▶ _Exercise instructions_:
Could you copy the material below line for line, without changing a single character?

## Start

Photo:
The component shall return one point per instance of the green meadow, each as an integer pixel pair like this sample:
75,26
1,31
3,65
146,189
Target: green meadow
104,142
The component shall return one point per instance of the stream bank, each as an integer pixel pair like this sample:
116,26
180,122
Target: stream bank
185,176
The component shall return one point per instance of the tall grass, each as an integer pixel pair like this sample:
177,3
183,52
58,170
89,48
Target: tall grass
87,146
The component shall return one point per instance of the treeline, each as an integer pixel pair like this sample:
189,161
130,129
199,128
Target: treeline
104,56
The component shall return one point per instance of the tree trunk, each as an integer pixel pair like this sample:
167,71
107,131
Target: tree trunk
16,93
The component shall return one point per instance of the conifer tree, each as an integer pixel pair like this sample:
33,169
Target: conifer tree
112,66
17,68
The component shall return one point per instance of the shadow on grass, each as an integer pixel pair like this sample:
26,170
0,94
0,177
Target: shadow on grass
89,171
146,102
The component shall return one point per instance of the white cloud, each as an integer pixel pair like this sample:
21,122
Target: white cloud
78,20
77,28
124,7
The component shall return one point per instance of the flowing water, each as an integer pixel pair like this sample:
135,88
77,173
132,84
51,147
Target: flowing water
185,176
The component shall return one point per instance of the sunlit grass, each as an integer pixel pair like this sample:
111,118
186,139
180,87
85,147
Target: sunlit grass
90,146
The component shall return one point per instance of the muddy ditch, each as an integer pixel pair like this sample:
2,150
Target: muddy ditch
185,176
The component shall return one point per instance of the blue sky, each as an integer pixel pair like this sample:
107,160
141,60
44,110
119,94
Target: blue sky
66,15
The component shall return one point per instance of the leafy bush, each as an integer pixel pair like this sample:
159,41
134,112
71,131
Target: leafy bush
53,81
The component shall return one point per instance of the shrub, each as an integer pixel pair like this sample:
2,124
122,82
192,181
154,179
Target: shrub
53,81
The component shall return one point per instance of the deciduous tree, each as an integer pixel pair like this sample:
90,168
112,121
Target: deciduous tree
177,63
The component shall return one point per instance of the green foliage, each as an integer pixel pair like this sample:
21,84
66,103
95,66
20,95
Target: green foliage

## End

▶ _Task output_:
Photo:
The component shall return one point per instance of the green meadow, each as an integer pixel pair like this sample:
75,26
1,31
3,65
146,189
Target: green meadow
104,142
The component shall return one point per instance of the stream bank, each as an integer pixel pair like this sample:
116,26
180,122
Target: stream bank
185,176
The component shall return one point per instance of the tall grass, each as an integer pixel pair like this sample:
177,3
183,52
58,170
89,48
Target: tall grass
87,146
The component shall return one point per instance of the treeline, each as an integer pixel pair like this sample:
189,161
130,129
199,128
Target: treeline
104,56
The component shall return one point per instance of the tree trunk, each as an integer pixel pair like this sample:
167,71
107,131
Target: tree trunk
16,93
The component shall return one point per instance of the conifer tree, each as an integer pixel pair like this sample:
33,169
Target: conifer tree
112,66
17,68
The component shall return one point per instance of the shadow on grass, each as an integer pixel pair like this sample:
26,170
0,94
0,177
Target: shadow on grass
89,171
146,102
The component shall return one point per instance of the white cloud, each as an integer pixel pair like this sample:
21,122
Target: white cloud
78,20
77,28
124,7
The component shall return one point per instance of the flowing water, each as an integer pixel pair like this sample:
135,88
77,173
132,84
51,147
Target: flowing water
185,176
The component shall return one point per instance of the sunlit grass, each as an integer pixel pair like this sample:
111,118
186,139
180,87
85,147
Target: sunlit grass
90,146
The component shall return one point per instance of the muddy ditch, each as an integer pixel pair like this sample:
2,150
Target: muddy ditch
185,176
The component shall return one point per instance of the blue sky, each as an integer pixel pair like this sample:
107,160
141,60
44,110
119,94
Target: blue sky
66,15
The component shall return one point per instance of the leafy bush, each as an integer pixel pair like this sample:
159,41
134,112
71,131
Target: leafy bush
53,81
The component shall return one point per instance of the shrub, each as an integer pixel pair like this sample:
2,124
122,82
192,181
154,179
Target: shrub
53,81
The component shall return one point per instance of the deciduous tree, each as an integer pixel pair like this sample:
90,168
112,121
Target: deciduous tree
177,63
The component shall return one point per instance of the green foliage, each as an integer pixel pair like this sample:
21,84
66,103
95,66
20,95
Target: green foliage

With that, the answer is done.